__GIVEN INSTRUCTION__:
Rewrite the data below as a Markdown table with the columns "Row" and "Line": number each line and skip any blank lines. Leave the pictures out of the table.

__DATA SUPPLIED__:
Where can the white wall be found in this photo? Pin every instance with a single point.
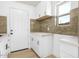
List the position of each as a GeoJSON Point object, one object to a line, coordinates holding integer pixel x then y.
{"type": "Point", "coordinates": [5, 11]}
{"type": "Point", "coordinates": [57, 40]}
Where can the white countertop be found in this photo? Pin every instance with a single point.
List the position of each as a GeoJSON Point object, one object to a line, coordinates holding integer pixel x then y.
{"type": "Point", "coordinates": [70, 42]}
{"type": "Point", "coordinates": [3, 39]}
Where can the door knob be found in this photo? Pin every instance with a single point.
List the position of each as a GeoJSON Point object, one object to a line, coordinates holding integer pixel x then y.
{"type": "Point", "coordinates": [11, 33]}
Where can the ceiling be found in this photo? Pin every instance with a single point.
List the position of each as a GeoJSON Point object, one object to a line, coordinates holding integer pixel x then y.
{"type": "Point", "coordinates": [34, 3]}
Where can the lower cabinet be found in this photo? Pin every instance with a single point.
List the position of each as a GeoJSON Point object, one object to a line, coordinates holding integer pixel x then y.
{"type": "Point", "coordinates": [42, 45]}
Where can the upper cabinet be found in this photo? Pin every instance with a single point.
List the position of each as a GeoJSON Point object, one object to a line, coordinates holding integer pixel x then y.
{"type": "Point", "coordinates": [43, 10]}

__TASK RESULT__:
| Row | Line |
|---|---|
| 1 | Where can the white wall be found in this photo? Pin every instance with a single point. |
| 2 | List the position of each as a GeoJSON Point object, one object to a line, coordinates holding integer pixel x then y. |
| 3 | {"type": "Point", "coordinates": [5, 11]} |
| 4 | {"type": "Point", "coordinates": [57, 40]} |
| 5 | Where can the white countertop be found in this photo? Pin every instance with a single point. |
| 6 | List the position of each as a GeoJSON Point object, one object to a line, coordinates holding integer pixel x then y. |
| 7 | {"type": "Point", "coordinates": [70, 42]} |
| 8 | {"type": "Point", "coordinates": [3, 39]} |
| 9 | Where can the door knob be found in this photo? Pin every instance with a single point. |
| 10 | List the position of each as a GeoJSON Point object, one object to a line, coordinates holding integer pixel x then y. |
| 11 | {"type": "Point", "coordinates": [11, 33]} |
| 12 | Where can the ceiling be found in this photo? Pin every instance with a single point. |
| 13 | List the position of each as a GeoJSON Point object, one object to a line, coordinates holding integer pixel x then y. |
| 14 | {"type": "Point", "coordinates": [34, 3]} |
| 15 | Where can the lower cabinet be found in this photo? Pin every instance with a single point. |
| 16 | List the position of each as a GeoJSON Point object, one object to a line, coordinates holding integer pixel x then y. |
| 17 | {"type": "Point", "coordinates": [42, 45]} |
| 18 | Where can the upper cabinet be found in this photo? Pin every instance with a single point. |
| 19 | List the position of each as a GeoJSON Point object, one object to a line, coordinates holding integer pixel x then y. |
| 20 | {"type": "Point", "coordinates": [43, 10]} |